┌──
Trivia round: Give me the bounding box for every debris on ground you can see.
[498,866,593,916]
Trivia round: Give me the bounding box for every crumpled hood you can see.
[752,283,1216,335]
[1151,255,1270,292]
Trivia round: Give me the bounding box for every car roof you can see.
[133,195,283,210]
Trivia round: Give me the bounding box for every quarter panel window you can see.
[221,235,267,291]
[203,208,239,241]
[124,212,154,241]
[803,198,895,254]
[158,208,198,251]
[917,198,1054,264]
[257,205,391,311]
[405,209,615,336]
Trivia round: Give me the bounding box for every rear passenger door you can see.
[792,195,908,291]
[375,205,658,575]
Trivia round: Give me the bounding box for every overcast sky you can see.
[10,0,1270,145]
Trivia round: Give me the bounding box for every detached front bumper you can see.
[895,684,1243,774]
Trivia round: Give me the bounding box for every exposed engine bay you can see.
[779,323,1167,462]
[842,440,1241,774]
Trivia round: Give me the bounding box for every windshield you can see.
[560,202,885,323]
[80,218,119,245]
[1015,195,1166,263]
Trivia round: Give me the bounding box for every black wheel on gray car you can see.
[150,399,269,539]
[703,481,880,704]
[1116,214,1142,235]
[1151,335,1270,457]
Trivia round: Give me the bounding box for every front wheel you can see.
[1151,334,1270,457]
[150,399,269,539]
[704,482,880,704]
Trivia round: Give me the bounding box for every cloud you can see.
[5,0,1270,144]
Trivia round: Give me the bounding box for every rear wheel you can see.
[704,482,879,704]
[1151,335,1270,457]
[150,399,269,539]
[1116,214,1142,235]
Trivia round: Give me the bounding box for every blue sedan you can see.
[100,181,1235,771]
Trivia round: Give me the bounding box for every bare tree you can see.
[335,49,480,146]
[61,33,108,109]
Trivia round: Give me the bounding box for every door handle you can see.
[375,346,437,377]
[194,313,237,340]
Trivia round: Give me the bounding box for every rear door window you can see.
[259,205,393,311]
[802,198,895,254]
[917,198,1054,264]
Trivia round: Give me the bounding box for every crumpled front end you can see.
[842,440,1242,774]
└──
Written instruction: Rewrite everything from the start of the material down to the line containing "[133,195,283,210]", both ends included, keeping the requests and adding 19 to every number in the bounding box coordinates.

The completed task:
Trivia round: Give me the bounding box for every debris on ground you can see.
[517,885,612,935]
Trivia round: Give me the bounding box for every crumpled hood you can see.
[771,302,1235,354]
[1170,274,1289,311]
Trivia round: Give me the bounding box for every car roof you can see.
[152,214,302,229]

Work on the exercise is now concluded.